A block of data

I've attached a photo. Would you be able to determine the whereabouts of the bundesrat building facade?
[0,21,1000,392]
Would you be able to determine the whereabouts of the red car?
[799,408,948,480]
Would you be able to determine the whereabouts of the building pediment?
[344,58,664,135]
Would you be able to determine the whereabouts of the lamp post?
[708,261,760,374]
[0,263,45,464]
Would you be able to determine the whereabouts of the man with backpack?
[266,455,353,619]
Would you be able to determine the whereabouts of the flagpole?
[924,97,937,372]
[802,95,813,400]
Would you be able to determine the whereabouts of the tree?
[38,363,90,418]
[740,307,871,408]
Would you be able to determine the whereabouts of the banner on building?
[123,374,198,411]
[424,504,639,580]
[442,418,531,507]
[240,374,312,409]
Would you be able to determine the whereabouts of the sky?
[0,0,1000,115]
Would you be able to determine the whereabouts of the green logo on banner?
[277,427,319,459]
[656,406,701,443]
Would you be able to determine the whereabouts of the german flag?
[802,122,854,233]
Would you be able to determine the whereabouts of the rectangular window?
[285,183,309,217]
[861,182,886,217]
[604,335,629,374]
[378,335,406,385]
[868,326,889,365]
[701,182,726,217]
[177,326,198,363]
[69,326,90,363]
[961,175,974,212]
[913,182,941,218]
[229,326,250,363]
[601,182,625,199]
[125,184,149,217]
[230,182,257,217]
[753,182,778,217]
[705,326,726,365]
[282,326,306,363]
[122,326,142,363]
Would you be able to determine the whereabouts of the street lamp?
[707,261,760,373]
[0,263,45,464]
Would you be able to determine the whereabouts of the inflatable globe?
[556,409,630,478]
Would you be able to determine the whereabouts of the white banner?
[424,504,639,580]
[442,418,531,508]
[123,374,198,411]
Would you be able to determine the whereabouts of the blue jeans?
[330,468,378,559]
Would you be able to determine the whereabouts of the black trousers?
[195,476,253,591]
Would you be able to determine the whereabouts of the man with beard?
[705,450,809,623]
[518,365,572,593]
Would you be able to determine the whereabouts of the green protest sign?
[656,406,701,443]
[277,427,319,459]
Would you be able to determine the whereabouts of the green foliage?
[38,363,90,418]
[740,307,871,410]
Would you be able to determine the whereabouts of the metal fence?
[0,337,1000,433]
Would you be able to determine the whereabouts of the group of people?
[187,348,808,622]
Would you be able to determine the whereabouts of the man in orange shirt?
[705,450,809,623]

DIRECTIONS FOR THIS TASK
Recast all of the records above as a numbered list, omitting any blank lines.

RESPONSE TO THIS TASK
1. I've attached a photo. Would you be able to determine the whereabouts of the bundesrat building facade?
2. [0,21,1000,392]
3. Would you be able to determine the whereabouts of the red car?
4. [799,408,948,480]
5. Would you be able to determine the whereabouts of the building pediment?
6. [344,58,664,135]
7. Would you be able to determine the whereabouts of the lamp post?
8. [708,261,760,374]
9. [0,263,45,464]
10. Would you be able to determine the whereabouts of the man with backpack?
11. [266,455,353,619]
12. Would you be able to determine the whereabouts of the flagpole?
13. [924,97,937,372]
14. [802,95,813,400]
15. Would you be able to determine the whereabouts of the tree?
16. [38,363,90,418]
17. [740,307,871,408]
18. Would you be able to determine the whereabouts of the banner on building?
19. [123,374,198,411]
20. [424,504,639,580]
21. [442,418,531,507]
22. [240,374,312,409]
23. Would you be able to determine the whereabouts of the sky?
24. [0,0,1000,115]
25. Would you be able to determine the whereabouts of the green logo on banner?
26. [277,427,319,459]
27. [656,406,701,443]
28. Would you be able to determine the whereabouts of the german flag?
29. [802,122,854,233]
30. Would you be able to determine the whereabouts of the rectangular window?
31. [285,183,309,217]
32. [861,182,886,217]
33. [604,335,629,374]
34. [378,335,406,385]
35. [868,326,889,365]
36. [701,182,726,217]
37. [177,326,198,363]
38. [69,326,90,363]
39. [961,175,974,212]
40. [913,182,941,218]
41. [229,326,250,363]
42. [601,182,625,199]
43. [125,184,149,217]
44. [230,182,257,217]
45. [753,182,778,217]
46. [705,326,726,365]
47. [282,326,306,363]
48. [122,326,142,363]
49. Would you be able to determine the whereabouts of the street lamp?
50. [707,261,760,373]
51. [0,263,45,464]
52. Would you be able to determine the whereabouts of the inflatable globe?
53. [556,409,630,478]
54. Would you be able to determine the whereabouts of the white banner?
55. [424,504,639,580]
56. [442,418,531,508]
57. [123,374,198,411]
58. Would you be able to determine the whereabouts of the blue jeans?
59. [330,468,378,559]
60. Would you be able to determine the whereabouts of the black trousers?
61. [195,476,253,591]
62. Would you be able to determine the whereabouts of the man with beard?
63. [705,450,809,623]
64. [518,365,572,593]
65. Would you be able to determine the whereabouts of the green protest sign?
66. [656,406,701,443]
67. [277,427,319,459]
68. Would you be able to determine the whereabouts of the green foliage?
69. [38,363,90,418]
70. [740,307,871,410]
71. Would you be able to determine the whereabouts of the metal fence?
72. [0,337,1000,433]
73. Would you be able to determine the whereabouts of the group of people?
74. [187,348,808,622]
75. Would you be able to determine the whereabouts of the man in orange shirt?
76. [705,450,809,623]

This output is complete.